• _Exercise task_
Transfer everything from the line containing "Locate the book" down to the end of the entries, keeping every line and adding -63 to each point coordinate.

• _Working data_
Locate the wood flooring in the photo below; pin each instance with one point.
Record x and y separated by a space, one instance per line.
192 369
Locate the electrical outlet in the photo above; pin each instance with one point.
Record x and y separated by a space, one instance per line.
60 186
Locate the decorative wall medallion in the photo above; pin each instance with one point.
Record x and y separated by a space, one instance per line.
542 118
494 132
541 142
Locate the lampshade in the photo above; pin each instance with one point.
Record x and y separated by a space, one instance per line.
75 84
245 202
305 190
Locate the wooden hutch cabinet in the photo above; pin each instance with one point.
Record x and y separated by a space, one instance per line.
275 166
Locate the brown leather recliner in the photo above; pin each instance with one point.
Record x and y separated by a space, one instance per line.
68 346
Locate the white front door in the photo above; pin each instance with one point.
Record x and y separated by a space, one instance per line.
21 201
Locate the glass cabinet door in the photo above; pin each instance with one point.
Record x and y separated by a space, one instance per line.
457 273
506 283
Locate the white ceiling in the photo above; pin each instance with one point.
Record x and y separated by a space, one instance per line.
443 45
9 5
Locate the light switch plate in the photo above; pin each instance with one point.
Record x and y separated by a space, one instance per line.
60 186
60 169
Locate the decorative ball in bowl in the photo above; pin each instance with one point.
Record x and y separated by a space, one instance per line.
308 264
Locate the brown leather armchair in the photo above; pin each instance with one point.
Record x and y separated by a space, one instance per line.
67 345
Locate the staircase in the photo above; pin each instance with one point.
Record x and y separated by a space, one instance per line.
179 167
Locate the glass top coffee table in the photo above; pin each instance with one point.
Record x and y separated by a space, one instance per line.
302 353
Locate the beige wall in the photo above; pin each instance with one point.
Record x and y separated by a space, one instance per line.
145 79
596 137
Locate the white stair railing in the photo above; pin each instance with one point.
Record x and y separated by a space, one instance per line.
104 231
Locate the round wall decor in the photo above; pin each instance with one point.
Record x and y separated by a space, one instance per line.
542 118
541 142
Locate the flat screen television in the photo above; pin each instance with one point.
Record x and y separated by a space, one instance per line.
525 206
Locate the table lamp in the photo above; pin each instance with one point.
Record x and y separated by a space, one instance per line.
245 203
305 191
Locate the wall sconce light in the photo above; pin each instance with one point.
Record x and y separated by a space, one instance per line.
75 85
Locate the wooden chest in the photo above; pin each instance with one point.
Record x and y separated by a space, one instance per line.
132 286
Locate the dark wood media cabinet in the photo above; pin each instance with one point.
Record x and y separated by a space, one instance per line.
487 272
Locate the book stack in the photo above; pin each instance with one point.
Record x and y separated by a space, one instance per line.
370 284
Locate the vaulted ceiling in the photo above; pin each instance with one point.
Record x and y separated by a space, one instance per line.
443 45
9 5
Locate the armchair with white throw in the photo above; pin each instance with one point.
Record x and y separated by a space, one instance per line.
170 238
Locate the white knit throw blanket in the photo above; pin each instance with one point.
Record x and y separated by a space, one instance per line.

• _Answer to the exercise_
Locate the book stack in the photo above; pin each instance with one point.
Record x and y separated by a space, one instance per line.
307 221
Locate the vaulted ceiling in the photo above; pin each instance with one point.
Record x and y separated by a space, one instance per line.
380 -18
-54 -58
Locate the armchair with white throw in the photo above; pin each instance with one point.
Record x and y separated by a space, one instance per line.
107 175
Locate the white knit throw blanket in the photo above; pin each instance with one point.
Record x and y separated by a space, one instance per line.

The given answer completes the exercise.